PROVIDED PASSAGE -
FoxNews.com reports that
Amy Coney Barrett, a judge on the U.S. Court of Appeals of the 7th Circuit, is reportedly one of the top contenders for President Trump’s nomination to the seat vacated by the death of late Supreme Court Justice Ruth Bader Ginsburg.
Ginsburg was the face of the liberal bloc on the Supreme Court, meaning that an appointment by Trump and confirmation by the Republican-controlled Senate could potentially significantly shift the ideological balance of the court for years. Barrett’s record, including cases she’s ruled on during her time as an appeals judge and her scholarship as a law professor at Notre Dame, are set to be intensely scrutinized by the media and the Senate Judiciary Committee should Trump choose her.
Carrie Severino, the president of the conservative Judicial Crisis Network, said that Barrett and the other women on the Trump shortlist may disagree with Ginsburg on the issues, but have the intellectual firepower to fill in for the late legal luminary.

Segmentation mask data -
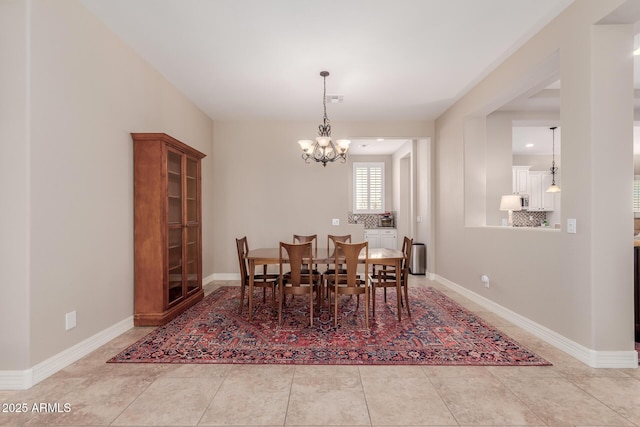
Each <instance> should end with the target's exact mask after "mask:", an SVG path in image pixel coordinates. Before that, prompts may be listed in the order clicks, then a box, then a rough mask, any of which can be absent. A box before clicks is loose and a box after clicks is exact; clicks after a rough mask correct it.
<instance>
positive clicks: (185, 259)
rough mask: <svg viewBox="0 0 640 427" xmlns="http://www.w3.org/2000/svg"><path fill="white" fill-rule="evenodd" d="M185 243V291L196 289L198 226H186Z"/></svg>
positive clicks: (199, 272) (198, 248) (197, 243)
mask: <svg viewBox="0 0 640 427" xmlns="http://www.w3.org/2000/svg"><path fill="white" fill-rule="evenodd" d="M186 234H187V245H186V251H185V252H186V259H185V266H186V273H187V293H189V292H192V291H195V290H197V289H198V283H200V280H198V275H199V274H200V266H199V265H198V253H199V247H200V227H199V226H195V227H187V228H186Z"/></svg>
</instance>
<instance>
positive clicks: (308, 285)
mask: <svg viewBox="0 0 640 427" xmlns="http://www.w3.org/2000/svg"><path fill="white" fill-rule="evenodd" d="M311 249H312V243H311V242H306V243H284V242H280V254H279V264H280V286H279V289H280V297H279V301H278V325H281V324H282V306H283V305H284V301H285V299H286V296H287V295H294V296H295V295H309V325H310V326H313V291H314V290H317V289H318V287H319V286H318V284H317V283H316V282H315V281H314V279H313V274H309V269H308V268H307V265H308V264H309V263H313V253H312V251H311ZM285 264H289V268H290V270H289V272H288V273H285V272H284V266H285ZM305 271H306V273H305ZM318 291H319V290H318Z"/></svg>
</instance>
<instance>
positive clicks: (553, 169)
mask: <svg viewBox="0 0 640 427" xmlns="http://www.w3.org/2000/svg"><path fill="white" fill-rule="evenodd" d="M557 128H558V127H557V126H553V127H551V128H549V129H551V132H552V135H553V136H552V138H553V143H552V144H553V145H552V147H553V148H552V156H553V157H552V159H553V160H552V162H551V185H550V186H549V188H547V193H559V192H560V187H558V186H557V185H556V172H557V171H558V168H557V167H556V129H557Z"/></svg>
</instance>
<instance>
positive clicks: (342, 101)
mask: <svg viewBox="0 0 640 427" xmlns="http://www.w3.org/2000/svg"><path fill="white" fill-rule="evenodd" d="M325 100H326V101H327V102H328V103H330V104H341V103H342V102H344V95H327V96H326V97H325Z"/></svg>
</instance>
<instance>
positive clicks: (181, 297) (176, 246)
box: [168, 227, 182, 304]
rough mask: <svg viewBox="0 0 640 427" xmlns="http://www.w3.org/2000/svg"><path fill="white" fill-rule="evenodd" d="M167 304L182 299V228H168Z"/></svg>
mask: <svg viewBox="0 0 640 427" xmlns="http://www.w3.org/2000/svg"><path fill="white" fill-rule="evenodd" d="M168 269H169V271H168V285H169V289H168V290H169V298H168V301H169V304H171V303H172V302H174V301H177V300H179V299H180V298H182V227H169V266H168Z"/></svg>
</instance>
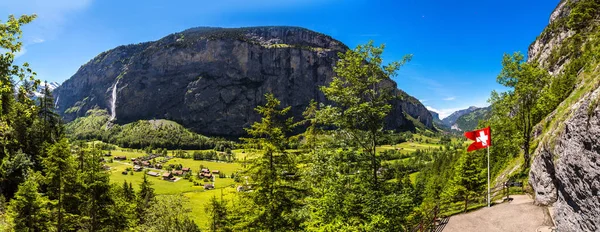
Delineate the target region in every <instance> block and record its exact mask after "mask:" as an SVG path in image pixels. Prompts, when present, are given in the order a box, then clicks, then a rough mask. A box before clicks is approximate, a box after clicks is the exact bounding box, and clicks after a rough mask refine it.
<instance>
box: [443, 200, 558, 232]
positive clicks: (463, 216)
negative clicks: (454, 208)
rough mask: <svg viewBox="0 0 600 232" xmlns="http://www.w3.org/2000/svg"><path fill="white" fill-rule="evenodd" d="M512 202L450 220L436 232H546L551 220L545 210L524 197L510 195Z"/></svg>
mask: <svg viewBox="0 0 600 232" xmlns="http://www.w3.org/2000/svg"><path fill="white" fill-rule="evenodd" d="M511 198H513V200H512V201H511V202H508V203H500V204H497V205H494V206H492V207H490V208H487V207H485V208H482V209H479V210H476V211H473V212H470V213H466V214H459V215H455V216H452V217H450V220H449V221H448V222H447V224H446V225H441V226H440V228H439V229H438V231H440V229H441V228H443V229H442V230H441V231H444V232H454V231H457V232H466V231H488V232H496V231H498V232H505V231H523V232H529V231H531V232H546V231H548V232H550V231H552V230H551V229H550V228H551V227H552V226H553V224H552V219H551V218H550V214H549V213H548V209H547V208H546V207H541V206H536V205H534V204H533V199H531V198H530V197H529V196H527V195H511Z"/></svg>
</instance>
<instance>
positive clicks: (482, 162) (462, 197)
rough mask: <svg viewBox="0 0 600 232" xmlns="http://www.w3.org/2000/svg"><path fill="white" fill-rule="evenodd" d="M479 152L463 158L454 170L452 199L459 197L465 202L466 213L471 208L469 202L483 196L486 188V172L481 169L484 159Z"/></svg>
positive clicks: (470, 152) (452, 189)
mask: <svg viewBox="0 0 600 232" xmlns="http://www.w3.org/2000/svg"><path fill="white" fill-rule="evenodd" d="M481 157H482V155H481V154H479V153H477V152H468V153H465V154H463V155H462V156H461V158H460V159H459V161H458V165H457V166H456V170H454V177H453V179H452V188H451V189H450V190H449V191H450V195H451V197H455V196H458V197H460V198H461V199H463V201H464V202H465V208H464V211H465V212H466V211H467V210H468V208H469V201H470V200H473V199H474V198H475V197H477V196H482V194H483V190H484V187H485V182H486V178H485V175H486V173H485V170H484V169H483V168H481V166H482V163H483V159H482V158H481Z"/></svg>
---
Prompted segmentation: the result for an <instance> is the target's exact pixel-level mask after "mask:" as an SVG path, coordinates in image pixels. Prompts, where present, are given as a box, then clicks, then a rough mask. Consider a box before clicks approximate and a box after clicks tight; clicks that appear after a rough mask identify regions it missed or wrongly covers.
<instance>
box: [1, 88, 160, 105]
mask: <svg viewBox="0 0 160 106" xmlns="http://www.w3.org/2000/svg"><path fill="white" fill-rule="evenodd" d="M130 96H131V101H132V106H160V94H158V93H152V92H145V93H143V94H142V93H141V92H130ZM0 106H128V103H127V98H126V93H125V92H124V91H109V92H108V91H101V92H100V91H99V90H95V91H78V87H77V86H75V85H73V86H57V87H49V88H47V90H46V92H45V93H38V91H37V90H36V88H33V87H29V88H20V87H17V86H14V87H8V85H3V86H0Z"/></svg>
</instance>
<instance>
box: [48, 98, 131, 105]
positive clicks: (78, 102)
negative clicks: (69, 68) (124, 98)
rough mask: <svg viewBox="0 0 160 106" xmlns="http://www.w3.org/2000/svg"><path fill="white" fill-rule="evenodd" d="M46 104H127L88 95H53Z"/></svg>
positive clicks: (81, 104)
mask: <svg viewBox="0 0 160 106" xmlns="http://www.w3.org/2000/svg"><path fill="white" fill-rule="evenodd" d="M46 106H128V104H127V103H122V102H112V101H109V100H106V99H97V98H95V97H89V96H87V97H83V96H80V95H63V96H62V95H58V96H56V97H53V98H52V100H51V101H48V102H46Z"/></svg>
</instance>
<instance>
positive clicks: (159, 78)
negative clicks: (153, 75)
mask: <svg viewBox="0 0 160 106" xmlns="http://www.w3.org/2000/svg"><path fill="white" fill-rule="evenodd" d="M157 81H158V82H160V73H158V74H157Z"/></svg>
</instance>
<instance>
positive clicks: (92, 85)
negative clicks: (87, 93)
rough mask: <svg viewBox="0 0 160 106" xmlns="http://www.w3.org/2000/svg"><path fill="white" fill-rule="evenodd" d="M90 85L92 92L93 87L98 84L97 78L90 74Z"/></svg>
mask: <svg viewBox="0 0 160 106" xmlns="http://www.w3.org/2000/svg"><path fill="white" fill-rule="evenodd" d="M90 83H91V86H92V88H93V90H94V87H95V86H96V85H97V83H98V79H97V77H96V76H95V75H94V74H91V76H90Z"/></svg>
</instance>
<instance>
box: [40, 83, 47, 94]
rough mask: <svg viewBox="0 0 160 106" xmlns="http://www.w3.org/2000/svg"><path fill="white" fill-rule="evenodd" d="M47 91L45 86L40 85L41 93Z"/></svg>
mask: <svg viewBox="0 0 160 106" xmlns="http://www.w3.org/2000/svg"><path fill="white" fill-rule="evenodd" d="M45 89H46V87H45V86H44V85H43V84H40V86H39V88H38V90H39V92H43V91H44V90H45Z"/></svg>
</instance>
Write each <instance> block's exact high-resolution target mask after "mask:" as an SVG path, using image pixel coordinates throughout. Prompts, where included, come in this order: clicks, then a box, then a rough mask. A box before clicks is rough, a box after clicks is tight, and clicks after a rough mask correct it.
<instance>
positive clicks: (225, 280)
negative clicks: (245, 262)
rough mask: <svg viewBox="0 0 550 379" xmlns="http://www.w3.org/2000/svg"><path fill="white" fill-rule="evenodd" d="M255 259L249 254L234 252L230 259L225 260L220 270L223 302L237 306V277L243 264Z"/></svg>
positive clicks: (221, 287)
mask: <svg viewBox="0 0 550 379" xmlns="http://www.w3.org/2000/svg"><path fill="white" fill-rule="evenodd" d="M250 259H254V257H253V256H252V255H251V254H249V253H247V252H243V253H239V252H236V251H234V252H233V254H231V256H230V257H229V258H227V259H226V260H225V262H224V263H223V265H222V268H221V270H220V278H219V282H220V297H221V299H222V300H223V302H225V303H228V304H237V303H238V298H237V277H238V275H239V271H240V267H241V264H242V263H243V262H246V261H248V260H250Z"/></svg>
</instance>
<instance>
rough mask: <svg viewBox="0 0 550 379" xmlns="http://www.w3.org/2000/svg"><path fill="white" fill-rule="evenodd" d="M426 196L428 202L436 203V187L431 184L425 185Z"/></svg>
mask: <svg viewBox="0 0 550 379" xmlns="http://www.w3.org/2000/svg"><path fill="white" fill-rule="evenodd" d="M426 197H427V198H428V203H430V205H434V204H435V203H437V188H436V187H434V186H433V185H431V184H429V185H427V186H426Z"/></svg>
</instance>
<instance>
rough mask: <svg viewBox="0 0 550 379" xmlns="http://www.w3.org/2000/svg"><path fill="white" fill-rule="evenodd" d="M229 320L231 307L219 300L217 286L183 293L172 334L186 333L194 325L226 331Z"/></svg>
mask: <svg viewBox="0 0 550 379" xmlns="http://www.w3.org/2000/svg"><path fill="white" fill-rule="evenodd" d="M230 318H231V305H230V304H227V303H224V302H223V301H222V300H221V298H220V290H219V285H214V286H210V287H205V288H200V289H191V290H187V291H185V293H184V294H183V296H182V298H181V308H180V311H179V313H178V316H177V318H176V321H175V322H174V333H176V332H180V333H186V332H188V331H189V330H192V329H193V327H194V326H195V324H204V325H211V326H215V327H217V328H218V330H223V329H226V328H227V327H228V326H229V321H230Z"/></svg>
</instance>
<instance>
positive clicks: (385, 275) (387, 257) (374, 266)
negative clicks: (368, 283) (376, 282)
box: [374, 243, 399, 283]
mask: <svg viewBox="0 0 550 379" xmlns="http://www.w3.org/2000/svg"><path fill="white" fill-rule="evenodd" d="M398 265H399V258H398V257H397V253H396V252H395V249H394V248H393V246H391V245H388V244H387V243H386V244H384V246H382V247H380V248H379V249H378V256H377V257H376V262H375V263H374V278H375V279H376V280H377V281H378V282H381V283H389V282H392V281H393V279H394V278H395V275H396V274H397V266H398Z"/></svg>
--
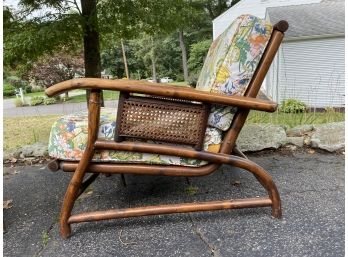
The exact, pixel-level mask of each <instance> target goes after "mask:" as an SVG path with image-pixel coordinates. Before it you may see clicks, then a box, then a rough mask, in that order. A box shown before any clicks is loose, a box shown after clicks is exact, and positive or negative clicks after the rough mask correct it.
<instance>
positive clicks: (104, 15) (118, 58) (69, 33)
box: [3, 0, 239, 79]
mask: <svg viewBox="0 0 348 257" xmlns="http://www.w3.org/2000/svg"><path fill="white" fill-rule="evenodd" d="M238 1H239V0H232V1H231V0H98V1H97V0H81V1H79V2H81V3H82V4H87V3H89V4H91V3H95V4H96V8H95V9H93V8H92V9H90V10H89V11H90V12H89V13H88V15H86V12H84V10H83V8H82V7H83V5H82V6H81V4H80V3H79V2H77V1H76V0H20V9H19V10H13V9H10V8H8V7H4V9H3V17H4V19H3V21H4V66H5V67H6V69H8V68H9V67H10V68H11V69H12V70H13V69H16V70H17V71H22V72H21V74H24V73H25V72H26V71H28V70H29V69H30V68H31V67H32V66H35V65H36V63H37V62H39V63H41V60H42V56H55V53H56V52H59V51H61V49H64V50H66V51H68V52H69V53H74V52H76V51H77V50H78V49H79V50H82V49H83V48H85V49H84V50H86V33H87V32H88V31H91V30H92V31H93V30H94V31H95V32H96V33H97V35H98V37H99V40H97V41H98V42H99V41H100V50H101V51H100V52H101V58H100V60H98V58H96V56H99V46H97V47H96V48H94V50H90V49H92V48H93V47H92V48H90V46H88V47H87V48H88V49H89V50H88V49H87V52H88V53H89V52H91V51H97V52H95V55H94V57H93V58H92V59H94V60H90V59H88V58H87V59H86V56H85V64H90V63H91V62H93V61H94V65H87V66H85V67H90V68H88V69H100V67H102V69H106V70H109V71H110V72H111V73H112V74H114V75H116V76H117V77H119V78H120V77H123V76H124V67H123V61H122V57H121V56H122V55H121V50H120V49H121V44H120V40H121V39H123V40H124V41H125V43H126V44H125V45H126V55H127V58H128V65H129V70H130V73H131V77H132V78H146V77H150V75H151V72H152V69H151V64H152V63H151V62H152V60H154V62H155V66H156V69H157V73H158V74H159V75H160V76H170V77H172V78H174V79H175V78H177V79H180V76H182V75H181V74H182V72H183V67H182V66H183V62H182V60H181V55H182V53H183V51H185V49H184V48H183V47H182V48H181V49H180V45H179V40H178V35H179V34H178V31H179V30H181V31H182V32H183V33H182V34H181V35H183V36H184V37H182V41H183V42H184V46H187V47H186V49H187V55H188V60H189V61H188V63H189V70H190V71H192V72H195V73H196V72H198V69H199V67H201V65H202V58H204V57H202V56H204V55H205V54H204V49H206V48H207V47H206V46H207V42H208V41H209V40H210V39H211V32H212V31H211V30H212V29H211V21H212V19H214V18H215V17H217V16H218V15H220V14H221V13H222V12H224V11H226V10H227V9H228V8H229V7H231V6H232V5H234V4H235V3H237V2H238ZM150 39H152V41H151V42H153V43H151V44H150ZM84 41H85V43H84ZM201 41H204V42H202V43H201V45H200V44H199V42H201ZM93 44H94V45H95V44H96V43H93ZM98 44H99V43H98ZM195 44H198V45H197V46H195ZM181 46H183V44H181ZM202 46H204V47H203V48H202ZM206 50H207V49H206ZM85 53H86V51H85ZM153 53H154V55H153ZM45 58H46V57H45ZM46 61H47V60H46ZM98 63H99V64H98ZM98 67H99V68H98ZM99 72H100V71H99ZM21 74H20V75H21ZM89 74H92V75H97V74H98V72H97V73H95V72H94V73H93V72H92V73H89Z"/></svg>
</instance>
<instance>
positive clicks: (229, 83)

WHAT NEEDS TO BE DONE -
List every person named in the news passage about Amy Coney Barrett's possible nomination.

EXPECTED OUTPUT -
- Amy Coney Barrett
- President Trump
- Ruth Bader Ginsburg
- Carrie Severino